** start RECORDS SUPPLIED **

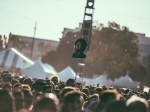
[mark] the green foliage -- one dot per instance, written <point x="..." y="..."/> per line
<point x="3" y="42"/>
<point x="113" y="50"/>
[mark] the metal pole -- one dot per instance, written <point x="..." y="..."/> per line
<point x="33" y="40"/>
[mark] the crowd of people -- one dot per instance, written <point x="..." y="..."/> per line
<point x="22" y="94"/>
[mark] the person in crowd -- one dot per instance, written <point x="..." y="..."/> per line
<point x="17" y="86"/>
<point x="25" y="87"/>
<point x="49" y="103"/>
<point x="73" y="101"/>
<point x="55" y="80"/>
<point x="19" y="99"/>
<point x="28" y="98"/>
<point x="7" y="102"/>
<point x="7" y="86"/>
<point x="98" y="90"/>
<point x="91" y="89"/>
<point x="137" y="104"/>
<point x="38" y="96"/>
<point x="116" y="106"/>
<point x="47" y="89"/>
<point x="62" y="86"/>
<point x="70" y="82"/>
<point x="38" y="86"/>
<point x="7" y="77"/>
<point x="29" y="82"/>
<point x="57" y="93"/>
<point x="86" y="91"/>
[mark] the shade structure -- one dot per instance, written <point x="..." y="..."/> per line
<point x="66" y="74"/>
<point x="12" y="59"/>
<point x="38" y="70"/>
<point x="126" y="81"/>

** end RECORDS SUPPLIED **

Could you put every line of the items above into a numbered list, with blank lines dropped and the pictures left out?

EXERCISE SOLUTION
1. [mark] the green foliage -- one dot per instance, written <point x="..." y="..."/> per line
2. <point x="3" y="42"/>
3. <point x="113" y="50"/>
4. [mark] the metal pole -- one dot per instance, written <point x="..." y="..."/> per line
5. <point x="33" y="40"/>
6. [mark] the crowd of people -- one dot per instance, written <point x="..." y="..."/> per line
7. <point x="22" y="94"/>
8. [mark] the person in crowd -- one dot per instance, written <point x="..." y="..."/> per line
9. <point x="17" y="86"/>
10. <point x="25" y="87"/>
11. <point x="49" y="103"/>
12. <point x="73" y="101"/>
13. <point x="55" y="80"/>
14. <point x="19" y="99"/>
15. <point x="28" y="98"/>
16. <point x="7" y="102"/>
17. <point x="7" y="86"/>
18. <point x="98" y="90"/>
19. <point x="91" y="89"/>
20. <point x="137" y="104"/>
21. <point x="38" y="96"/>
22. <point x="116" y="106"/>
23. <point x="47" y="89"/>
24. <point x="62" y="86"/>
25. <point x="70" y="82"/>
26. <point x="38" y="86"/>
27. <point x="7" y="77"/>
28. <point x="29" y="82"/>
29. <point x="57" y="93"/>
30. <point x="86" y="91"/>
31. [mark] the shade structure -- one dot per instance, written <point x="..." y="..."/> per line
32. <point x="66" y="74"/>
33. <point x="12" y="59"/>
34. <point x="38" y="70"/>
35. <point x="126" y="81"/>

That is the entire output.